WHAT YOU SHOULD DO ::
Please restate the stretch of the circumcision commentary from "Actually, the evidence" through "slightly more pleasure.", replacing "pleasure" with "enjoyment" throughout.
== PASSAGE TO READ
But the most recent study—from Johns Hopkins!—shows that the declining American rate of circumcision is a significant cause of an increase in the rate of various nasty diseases.  So it’s also, Mayor Bloomberg will doubtless notice, the source of a big increase in health care costs:

The Johns Hopkins team’s analysis showed that, on average, each male circumcision passed over and not performed leads to $313 more in illness-related expenses, costs which Tobian says would not have been incurred if these men had undergone the procedure.

According to the team’s analysis, if U.S. male circumcision rates among men born in the same year dropped to European rates, there would be an expected 12 percent increase in men infected with HIV (or 4,843); 29 percent more men infected with human papillomavirus (57,124); a 19 percent increase in men infected with herpes simplex virus (124,767); and a 211 percent jump in the number of infant male urinary tract infections (26,876).  Among their female sex partners, there would be 50 percent more cases each of bacterial vaginosis (538,865) and trichomoniasis (64,585).  The number of new infections with the high-risk form of human papillomavirus, which is closely linked to cervical cancer in women, would increase by 18 percent (33,148 more infections).

Tobian says state funding cuts in Medicaid, the government medical assistance program for the poor, have substantially reduced numbers of U.S. infant male circumcisions, noting that 18 states have stopped paying for the procedure.  “The financial and health consequences of these decisions are becoming worse over time, especially if more states continue on this ill-fated path,” he says.  “State governments need to start recognizing the medical benefits as well as the cost savings from providing insurance coverage for infant male circumcision.”

The problem in the United States is compounded, Tobian says, by the failure of the American Academy of Pediatrics to recognize the medical evidence in support of male circumcision.

The evidence here, it seems to me, at least as striking as that supporting the Mayor’s recent initiative on nudging NYC women in the direction of breast feeding. So it’s difficult to see why the power of the city shouldn’t be mobilized to require or at least strongly encourage or incentivize circumcision.  And certainly free circumcision, the evidence shows, should be part of any health care mandate.

I won’t call attention to the obvious public relations issues that would flow from a Jewish mayor undertaking this initiative.

Actually, the evidence of the relationship between circumcision (or the lack thereof) and sexual pleasure is not unambiguous.  But assuming it becomes stronger, then there’s the problem of choosing between what’s, to tell the truth, a slightly less healthy and safe life and slightly more pleasure.
====
== RECORDS
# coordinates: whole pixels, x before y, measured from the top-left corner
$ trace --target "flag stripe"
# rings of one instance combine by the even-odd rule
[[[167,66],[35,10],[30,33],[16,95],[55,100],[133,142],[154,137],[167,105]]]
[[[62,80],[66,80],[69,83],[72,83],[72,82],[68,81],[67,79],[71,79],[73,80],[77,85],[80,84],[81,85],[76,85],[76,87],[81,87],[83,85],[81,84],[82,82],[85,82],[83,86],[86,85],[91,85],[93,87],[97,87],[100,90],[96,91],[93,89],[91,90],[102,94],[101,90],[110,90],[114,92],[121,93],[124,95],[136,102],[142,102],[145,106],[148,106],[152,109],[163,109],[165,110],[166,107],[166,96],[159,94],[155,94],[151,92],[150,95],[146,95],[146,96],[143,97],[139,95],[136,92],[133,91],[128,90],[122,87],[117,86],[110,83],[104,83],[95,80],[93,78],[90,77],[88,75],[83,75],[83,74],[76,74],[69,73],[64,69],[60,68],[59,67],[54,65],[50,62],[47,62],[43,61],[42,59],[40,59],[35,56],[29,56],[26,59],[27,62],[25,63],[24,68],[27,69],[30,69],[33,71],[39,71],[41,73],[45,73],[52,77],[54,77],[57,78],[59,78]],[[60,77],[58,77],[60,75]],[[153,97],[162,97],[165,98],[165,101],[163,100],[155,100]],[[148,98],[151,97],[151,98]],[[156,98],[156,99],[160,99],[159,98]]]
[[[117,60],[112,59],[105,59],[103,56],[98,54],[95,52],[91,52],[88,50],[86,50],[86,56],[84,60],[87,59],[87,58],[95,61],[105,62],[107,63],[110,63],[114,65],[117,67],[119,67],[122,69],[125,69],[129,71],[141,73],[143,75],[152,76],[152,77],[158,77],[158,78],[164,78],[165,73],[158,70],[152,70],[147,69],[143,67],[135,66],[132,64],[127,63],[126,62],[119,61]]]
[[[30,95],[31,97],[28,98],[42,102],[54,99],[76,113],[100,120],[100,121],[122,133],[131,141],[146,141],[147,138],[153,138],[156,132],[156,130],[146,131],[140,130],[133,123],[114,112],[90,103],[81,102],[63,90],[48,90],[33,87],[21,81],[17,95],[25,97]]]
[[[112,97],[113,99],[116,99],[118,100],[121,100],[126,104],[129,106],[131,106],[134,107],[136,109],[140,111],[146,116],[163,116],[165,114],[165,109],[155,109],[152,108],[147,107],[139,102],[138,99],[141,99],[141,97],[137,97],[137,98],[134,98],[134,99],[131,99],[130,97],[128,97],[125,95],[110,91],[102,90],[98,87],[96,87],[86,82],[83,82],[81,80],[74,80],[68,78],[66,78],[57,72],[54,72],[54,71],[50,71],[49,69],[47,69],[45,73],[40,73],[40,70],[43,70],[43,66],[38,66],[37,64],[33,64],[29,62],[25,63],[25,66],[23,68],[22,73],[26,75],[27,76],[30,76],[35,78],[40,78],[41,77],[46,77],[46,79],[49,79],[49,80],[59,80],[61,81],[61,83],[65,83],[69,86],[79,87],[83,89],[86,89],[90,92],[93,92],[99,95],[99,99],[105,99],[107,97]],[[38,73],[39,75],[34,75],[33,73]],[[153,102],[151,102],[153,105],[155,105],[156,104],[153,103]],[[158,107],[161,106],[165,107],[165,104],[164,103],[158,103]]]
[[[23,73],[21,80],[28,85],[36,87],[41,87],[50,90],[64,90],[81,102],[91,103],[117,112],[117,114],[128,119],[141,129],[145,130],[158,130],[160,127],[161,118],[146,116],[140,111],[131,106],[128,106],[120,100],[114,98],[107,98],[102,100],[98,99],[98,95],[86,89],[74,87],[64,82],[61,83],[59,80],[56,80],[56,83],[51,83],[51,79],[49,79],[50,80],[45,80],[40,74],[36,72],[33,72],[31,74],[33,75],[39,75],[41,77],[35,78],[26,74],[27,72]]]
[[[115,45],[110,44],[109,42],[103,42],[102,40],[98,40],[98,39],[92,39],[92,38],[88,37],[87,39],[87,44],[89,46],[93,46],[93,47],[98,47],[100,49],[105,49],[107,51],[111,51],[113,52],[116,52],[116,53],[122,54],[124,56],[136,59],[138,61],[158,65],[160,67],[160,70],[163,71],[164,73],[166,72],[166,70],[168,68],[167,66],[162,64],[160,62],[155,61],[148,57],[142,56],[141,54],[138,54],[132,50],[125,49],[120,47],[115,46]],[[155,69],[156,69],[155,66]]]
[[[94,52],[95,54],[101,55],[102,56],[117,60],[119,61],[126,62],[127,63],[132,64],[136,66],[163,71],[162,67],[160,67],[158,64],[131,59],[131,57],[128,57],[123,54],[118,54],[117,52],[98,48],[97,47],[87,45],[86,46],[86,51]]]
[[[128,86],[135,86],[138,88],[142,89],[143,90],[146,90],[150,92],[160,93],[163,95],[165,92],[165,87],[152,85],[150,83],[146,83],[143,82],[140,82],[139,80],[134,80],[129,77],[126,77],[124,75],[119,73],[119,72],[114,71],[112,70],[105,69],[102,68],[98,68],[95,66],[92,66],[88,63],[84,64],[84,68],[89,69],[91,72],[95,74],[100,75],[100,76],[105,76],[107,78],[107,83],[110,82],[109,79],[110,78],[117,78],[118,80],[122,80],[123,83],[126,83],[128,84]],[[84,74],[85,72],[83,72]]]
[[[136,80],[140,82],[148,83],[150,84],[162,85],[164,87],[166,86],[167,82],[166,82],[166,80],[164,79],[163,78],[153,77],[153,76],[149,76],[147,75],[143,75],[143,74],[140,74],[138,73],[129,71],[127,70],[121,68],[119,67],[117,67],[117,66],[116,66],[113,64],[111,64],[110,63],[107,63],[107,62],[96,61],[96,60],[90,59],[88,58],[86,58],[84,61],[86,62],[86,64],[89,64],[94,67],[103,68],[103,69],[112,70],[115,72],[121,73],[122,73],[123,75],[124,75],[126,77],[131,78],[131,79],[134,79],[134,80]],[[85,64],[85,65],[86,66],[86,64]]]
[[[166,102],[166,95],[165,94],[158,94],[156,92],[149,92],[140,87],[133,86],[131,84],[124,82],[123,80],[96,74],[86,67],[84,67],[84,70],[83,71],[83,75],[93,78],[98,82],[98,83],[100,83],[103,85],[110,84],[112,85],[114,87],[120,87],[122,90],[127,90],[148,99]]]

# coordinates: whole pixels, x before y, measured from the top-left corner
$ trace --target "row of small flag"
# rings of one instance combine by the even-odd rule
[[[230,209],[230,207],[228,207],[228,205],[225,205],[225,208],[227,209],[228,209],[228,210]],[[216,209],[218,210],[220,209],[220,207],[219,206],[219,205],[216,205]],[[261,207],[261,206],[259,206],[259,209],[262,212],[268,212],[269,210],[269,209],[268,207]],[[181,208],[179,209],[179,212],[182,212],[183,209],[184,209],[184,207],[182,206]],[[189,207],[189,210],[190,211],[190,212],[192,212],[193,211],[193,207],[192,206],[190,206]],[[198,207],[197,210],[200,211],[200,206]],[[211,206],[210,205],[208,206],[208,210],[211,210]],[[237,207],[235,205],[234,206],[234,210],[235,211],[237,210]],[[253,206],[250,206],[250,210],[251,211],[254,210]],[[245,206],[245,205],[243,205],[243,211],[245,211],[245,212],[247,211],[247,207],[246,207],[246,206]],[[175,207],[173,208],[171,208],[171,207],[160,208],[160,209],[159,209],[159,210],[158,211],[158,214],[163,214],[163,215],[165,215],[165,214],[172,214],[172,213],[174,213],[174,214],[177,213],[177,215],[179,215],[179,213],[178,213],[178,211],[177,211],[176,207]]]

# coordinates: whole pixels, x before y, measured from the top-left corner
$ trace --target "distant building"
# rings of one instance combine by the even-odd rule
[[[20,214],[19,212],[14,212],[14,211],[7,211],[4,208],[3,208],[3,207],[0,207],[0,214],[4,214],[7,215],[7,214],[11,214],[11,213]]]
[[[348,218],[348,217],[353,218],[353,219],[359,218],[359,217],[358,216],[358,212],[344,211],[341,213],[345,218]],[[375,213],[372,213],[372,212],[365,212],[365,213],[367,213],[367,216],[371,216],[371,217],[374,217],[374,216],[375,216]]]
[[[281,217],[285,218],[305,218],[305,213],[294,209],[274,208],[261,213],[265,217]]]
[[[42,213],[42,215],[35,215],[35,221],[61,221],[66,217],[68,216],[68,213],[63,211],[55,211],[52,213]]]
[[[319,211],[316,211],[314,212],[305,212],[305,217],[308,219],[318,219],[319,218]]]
====
TASK RESPONSE ::
Actually, the evidence of the relationship between circumcision (or the lack thereof) and sexual enjoyment is not unambiguous.  But assuming it becomes stronger, then there’s the problem of choosing between what’s, to tell the truth, a slightly less healthy and safe life and slightly more enjoyment.